WHAT YOU SHOULD DO:
Make an exact copy of the lines below.

----- DATA SUPPLIED

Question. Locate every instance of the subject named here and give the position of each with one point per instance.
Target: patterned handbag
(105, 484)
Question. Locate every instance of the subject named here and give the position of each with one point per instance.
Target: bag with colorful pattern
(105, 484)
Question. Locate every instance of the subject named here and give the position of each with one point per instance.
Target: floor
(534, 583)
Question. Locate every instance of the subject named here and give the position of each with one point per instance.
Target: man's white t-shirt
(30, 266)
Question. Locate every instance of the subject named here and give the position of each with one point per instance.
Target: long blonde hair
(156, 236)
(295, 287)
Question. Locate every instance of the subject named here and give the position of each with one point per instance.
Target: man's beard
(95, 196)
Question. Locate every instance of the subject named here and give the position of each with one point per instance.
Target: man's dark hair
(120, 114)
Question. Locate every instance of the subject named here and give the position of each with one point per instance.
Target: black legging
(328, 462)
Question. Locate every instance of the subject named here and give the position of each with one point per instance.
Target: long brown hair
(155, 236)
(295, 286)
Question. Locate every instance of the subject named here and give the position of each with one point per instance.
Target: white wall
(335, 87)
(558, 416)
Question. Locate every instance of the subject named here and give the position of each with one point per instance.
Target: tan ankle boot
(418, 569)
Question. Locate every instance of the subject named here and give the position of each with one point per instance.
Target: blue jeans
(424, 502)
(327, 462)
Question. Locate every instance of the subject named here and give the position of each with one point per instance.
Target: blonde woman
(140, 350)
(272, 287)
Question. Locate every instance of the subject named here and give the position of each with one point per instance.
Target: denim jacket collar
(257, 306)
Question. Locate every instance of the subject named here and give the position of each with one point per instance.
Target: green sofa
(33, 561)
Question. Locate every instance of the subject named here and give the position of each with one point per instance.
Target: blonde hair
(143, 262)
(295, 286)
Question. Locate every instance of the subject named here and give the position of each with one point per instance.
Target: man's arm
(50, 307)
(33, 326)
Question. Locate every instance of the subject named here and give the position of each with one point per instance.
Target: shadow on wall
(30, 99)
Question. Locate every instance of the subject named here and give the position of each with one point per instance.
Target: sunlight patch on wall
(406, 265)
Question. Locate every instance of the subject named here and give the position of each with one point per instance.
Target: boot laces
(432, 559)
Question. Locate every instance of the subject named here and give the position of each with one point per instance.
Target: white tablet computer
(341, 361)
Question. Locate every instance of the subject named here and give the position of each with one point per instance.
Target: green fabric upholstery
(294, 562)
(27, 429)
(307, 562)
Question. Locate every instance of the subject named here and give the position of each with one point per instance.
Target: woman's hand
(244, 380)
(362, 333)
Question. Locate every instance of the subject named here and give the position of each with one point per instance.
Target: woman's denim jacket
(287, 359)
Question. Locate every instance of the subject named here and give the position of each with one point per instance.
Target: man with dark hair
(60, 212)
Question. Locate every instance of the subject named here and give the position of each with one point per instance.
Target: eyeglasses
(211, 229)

----------

OUTPUT BELOW:
Question. Locate every instance of the subject named here and give the position of each with one point per instance.
Target: patterned handbag
(105, 484)
Question. Locate every instance of the subject named here and give the position of each with one point per instance.
Target: bag with colorful pattern
(105, 484)
Question. Locate every instance of the subject named here and give the position of each with one point per instance.
Target: floor
(534, 583)
Question. Locate every instance of the subject named here and give the position of each with one point per instance.
Target: man's white t-shirt
(30, 266)
Question. Locate every instance of the subject named here and give the position of each with one point per instance.
Target: long blonde hair
(156, 236)
(295, 287)
Question. Locate every instance of the subject named here and give the position of each with one point per instance.
Target: man's beard
(95, 196)
Question. Locate every instance of the subject named here and give the position of each with one point per instance.
Target: man's dark hair
(120, 114)
Question. Locate every instance of the subject named here and give the position of each with one point per instance.
Target: black legging
(328, 462)
Question. Locate every instance of the subject named here and give the position of each with one point per instance.
Target: long brown hair
(155, 236)
(295, 286)
Question. Locate every instance of the subject named here and give the position of each with one point per instance.
Target: white wall
(335, 87)
(558, 416)
Question. Locate every instance of the subject named here and give the position of each with one point per instance.
Target: tan ankle boot
(418, 569)
Question. Locate every instance of the subject named here and give the position of each with one point per instance.
Target: blue jeans
(424, 502)
(327, 462)
Question. Locate every instance of the subject named here and give the position of each with one point per instance.
Target: blonde woman
(140, 350)
(272, 287)
Question. Locate every instance of the subject named here and give the position of each with one point per instance.
Target: denim jacket collar
(257, 306)
Question. Locate every instance of the subject named here and give the position of each with one point per instance.
Target: green sofa
(33, 561)
Question. Locate every instance of the subject named here and give the position of each with one point per instance.
Target: blonde hair
(143, 262)
(295, 286)
Question. Locate every instance of the subject named here and give the position of each with one point per instance.
Target: man's arm
(50, 307)
(33, 326)
Question. Locate every instance of the subject named here and give the position of each with one point per instance.
Target: shadow on wall
(30, 99)
Question. Locate every instance of the subject named here and give the position of each with one point per instance.
Target: sunlight patch on wall
(406, 265)
Question. Locate every instance of the subject named here and give the position of each with one point per instance.
Target: boot laces
(432, 559)
Question. Locate every instance of the subject named here and give the position of each with one point per instance.
Target: white tablet computer
(341, 361)
Question. Locate every instance of the subject named here and give the position of each with one point per instance.
Target: green fabric upholstery
(294, 562)
(27, 429)
(307, 562)
Question. Locate every instance of the subject named here and give the position of each with one point per instance.
Target: woman's hand
(244, 380)
(362, 333)
Question. Locate every instance of the subject named here and give the position of each with one point per instance.
Target: woman's denim jacket
(287, 359)
Question. Locate every instance of the subject named here and give the position of each with one point per instance.
Target: man with dark hair
(60, 212)
Question. Locate every instance of the subject named here and give the position of each with one point per instance.
Target: eyeglasses
(211, 229)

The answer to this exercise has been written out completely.